Dataset rows on where objects appear
## start

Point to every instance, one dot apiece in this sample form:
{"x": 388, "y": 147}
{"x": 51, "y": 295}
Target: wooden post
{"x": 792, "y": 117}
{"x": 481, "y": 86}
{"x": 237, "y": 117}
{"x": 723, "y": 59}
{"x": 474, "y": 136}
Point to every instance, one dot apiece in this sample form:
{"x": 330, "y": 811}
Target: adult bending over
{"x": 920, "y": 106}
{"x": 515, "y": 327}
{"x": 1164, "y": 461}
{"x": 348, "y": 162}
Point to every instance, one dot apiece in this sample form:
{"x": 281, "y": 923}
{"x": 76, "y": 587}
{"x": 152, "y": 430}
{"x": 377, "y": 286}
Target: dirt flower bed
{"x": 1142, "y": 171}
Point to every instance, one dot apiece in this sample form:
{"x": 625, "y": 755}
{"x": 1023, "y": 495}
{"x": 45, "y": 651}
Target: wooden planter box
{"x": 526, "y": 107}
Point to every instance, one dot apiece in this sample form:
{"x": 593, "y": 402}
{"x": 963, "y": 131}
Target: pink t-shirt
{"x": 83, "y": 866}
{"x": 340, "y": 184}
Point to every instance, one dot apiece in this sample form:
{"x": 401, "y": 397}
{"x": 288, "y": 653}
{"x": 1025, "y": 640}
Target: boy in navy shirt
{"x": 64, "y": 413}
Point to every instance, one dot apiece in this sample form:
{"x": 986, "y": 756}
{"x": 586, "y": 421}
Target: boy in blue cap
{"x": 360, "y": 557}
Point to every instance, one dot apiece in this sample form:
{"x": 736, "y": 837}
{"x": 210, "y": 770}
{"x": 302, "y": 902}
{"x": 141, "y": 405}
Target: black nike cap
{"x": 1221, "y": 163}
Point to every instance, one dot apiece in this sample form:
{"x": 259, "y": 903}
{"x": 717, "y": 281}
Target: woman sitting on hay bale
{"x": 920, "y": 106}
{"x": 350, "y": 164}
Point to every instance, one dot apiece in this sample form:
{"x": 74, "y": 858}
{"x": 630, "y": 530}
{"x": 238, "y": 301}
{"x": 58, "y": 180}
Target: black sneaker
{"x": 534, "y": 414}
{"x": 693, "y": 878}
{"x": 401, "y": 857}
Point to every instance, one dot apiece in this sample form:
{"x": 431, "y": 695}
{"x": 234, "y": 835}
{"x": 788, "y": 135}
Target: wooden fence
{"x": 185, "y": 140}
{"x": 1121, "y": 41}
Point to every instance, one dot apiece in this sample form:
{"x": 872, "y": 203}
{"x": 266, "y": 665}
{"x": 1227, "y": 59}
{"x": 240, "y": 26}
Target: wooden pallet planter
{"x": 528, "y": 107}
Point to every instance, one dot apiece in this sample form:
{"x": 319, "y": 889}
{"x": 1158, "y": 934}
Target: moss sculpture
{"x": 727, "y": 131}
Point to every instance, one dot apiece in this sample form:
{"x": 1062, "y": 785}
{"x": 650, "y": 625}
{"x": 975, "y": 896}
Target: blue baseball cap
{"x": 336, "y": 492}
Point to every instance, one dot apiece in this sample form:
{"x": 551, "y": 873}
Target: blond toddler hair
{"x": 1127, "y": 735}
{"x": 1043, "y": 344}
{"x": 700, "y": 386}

## end

Write out the whole listing again, exactly as it stands.

Final result
Point to every instance, one dot apiece in this sample form:
{"x": 388, "y": 147}
{"x": 51, "y": 295}
Target: wooden post
{"x": 792, "y": 117}
{"x": 481, "y": 86}
{"x": 237, "y": 117}
{"x": 723, "y": 59}
{"x": 474, "y": 136}
Point to every instance, one dot apiece in this sample form:
{"x": 330, "y": 811}
Target: adult bending over
{"x": 920, "y": 106}
{"x": 515, "y": 327}
{"x": 1164, "y": 461}
{"x": 348, "y": 162}
Point to every instance, one dot apiece in this sample form:
{"x": 281, "y": 923}
{"x": 76, "y": 587}
{"x": 152, "y": 430}
{"x": 377, "y": 286}
Target: dirt flower bed
{"x": 1142, "y": 171}
Point to every instance, one dot apiece in this sample form:
{"x": 625, "y": 755}
{"x": 1023, "y": 495}
{"x": 45, "y": 651}
Target: wooden planter box
{"x": 526, "y": 107}
Point to every instance, one dot apiece in this sample form:
{"x": 593, "y": 402}
{"x": 963, "y": 131}
Target: pink t-shirt
{"x": 83, "y": 866}
{"x": 340, "y": 184}
Point to every instance, one dot apiece in this sample form:
{"x": 401, "y": 397}
{"x": 288, "y": 653}
{"x": 1025, "y": 640}
Target: boy in navy shirt
{"x": 64, "y": 413}
Point to every instance, one dot apiece in this sample form:
{"x": 986, "y": 756}
{"x": 586, "y": 421}
Target: boy in blue cap
{"x": 360, "y": 557}
Point to every instance, one dot apiece in this sample form:
{"x": 736, "y": 837}
{"x": 210, "y": 770}
{"x": 302, "y": 902}
{"x": 141, "y": 405}
Target: black nike cap
{"x": 1221, "y": 163}
Point to every instance, one dot apiece in this sample form:
{"x": 259, "y": 903}
{"x": 717, "y": 281}
Target: woman sitting on hay bale
{"x": 920, "y": 106}
{"x": 350, "y": 164}
Point to every instance, one dot apiece in this sample form:
{"x": 74, "y": 858}
{"x": 630, "y": 530}
{"x": 238, "y": 301}
{"x": 58, "y": 180}
Target: black sneaker
{"x": 534, "y": 414}
{"x": 693, "y": 878}
{"x": 401, "y": 857}
Point to every instance, one dot apiece in this sample form:
{"x": 431, "y": 695}
{"x": 234, "y": 835}
{"x": 788, "y": 135}
Target: wooden fence
{"x": 185, "y": 140}
{"x": 1121, "y": 41}
Point to every instance, one dot apiece in this sample form:
{"x": 872, "y": 203}
{"x": 266, "y": 665}
{"x": 1227, "y": 59}
{"x": 240, "y": 26}
Target: wooden pallet planter
{"x": 528, "y": 107}
Point to every instance, one dot apiece in this sample form:
{"x": 319, "y": 889}
{"x": 1158, "y": 934}
Target: moss sculpture
{"x": 727, "y": 131}
Point to every instance, one dot apiece in this sample form:
{"x": 1062, "y": 785}
{"x": 650, "y": 625}
{"x": 975, "y": 896}
Target: blue baseball cap
{"x": 336, "y": 492}
Point to every instance, one dot apiece in this sample form:
{"x": 551, "y": 873}
Target: blond toddler hair
{"x": 1127, "y": 735}
{"x": 1043, "y": 344}
{"x": 700, "y": 386}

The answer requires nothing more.